◆ **Required work**:
Change "drop one point per instance" to "place one point per instance" in every row below, keeping all other text the same.
[Start Records to use]
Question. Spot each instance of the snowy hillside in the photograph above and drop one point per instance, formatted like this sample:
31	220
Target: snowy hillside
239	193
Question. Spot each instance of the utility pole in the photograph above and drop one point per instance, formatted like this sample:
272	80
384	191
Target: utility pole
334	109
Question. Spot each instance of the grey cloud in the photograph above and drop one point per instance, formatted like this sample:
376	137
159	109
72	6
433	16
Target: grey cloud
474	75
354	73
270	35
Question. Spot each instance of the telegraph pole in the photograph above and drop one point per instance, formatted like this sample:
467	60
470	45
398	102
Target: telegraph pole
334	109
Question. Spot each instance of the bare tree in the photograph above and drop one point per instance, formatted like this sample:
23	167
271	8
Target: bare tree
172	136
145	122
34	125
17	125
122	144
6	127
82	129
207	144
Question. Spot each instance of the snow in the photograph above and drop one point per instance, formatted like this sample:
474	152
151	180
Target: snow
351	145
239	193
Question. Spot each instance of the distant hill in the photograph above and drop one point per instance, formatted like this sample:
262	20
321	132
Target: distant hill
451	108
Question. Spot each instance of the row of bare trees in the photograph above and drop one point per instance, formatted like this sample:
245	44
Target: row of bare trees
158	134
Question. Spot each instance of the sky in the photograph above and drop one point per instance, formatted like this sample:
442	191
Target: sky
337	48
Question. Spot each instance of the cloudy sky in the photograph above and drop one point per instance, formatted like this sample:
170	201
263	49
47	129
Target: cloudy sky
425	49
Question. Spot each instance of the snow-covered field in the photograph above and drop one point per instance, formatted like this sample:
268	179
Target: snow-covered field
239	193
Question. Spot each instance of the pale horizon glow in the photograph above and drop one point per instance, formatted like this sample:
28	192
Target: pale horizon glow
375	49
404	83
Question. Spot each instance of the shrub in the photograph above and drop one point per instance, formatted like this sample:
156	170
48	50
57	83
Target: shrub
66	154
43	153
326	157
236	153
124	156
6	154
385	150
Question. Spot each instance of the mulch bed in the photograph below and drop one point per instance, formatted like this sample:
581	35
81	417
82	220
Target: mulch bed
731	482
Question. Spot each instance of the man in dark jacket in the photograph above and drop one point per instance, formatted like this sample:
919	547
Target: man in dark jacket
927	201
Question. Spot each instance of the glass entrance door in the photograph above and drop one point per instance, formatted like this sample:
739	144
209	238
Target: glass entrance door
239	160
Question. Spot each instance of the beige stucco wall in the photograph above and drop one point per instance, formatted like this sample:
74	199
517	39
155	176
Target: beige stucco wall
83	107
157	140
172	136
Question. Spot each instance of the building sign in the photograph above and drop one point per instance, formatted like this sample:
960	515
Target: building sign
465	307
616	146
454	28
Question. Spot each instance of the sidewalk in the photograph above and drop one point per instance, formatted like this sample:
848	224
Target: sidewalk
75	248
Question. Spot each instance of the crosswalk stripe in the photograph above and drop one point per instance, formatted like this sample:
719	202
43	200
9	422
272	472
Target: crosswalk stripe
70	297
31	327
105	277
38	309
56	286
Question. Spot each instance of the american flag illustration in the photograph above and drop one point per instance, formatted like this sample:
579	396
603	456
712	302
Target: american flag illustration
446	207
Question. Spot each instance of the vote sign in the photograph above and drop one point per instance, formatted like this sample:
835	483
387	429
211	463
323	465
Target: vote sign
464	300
[End Records to use]
◆ **Complete response**:
Question. Spot each instance of the snowy hillside in the photograph above and place one point per instance, formatted like this sample:
31	220
Target: snowy hillside
239	193
Question. Spot each instance of the utility pole in the photograph above and place one point per instance, formatted like this sample:
272	80
384	191
Target: utility pole
334	109
Question. Spot each instance of the grey cloud in the photograph above and place one point per instance, formatted like this sample:
376	137
159	109
72	6
433	16
Target: grey cloud
474	75
354	73
270	35
Question. Spot each instance of the telegraph pole in the photograph above and place one point per instance, formatted like this sample:
467	60
470	45
398	102
Target: telegraph pole
334	109
Question. Spot each instance of the bare tree in the photograph above and place one point per instance, formatted like this sample:
23	167
271	8
Target: bare tree
172	136
145	122
34	125
17	125
122	144
6	127
82	129
207	144
Question. Spot each instance of the snow in the photograph above and place one point per instance, formatted like this sample:
474	152
151	180
Target: snow
351	145
239	193
Question. Spot each instance of the distant hill in the photograph above and place one point per instance, formatted like this sample:
262	20
321	132
Target: distant hill
451	108
Question. Spot each instance of the row of bare trees in the photograph above and place one point per instance, formatted like this sample:
245	44
Target: row of bare trees
158	134
Question. Spot each instance of the sky in the photograph above and place one point per instance, formatted like this sample:
442	191
Target: sky
337	48
Question. Spot each instance of the cloudy sky in the photograph above and place one point per instance, formatted like this sample:
170	201
263	49
47	129
Target: cloudy sky
425	49
Question. Spot each instance of the snow-covered field in the photograph above and place one point per instance, formatted like this sample:
268	179
Target: snow-covered field
239	193
Question. Spot each instance of the pale horizon glow in the photograph above and place one point per instance, formatted like this sample:
28	192
Target: pale horizon glow
375	49
404	83
Question. Spot each instance of the shrub in the photograph above and place one point per instance, formatted like this sample:
156	170
48	50
57	83
Target: shrub
66	154
43	153
326	157
236	153
124	156
6	154
385	150
Question. Spot each instance of the mulch bed in the photograph below and place one point per instance, formatted like this sample:
581	35
81	417
82	220
Target: mulch bed
731	482
Question. Spot each instance of the man in dark jacket in the photograph above and place one point per instance, formatted like this sample:
919	547
Target: man in dark jacket
927	201
Question. Spot each instance of the glass entrance door in the photograph above and place one point per instance, formatted like this sample:
739	144
209	238
Target: glass entrance door
239	160
Question. Spot each instance of the beige stucco wall in the photograph above and place one point per instance, formatted like this sample:
74	199
517	39
155	176
Target: beige stucco wall
83	107
157	140
172	136
Question. Spot each instance of the building sign in the photograph above and place one point per instance, formatted like this sample:
960	515
Target: building sign
465	307
616	146
454	28
Question. Spot each instance of the sidewalk in the photograph above and place one point per instance, formatted like this sample:
848	224
Target: sidewalk
75	248
Question. Spot each instance of the crosswalk stripe in the photograph above and place one point per instance, formatted like this sample:
719	202
43	200
9	422
272	472
Target: crosswalk stripe
70	297
31	327
105	277
38	309
56	286
Question. Spot each instance of the american flag illustration in the photograph above and place one point per instance, formatted like this sample:
579	396
603	456
712	302
Target: american flag illustration
446	207
Question. Spot each instance of the vote sign in the photograph above and place one point per instance, formatted like this sample:
835	483
387	429
211	463
323	465
Target: vote sign
464	300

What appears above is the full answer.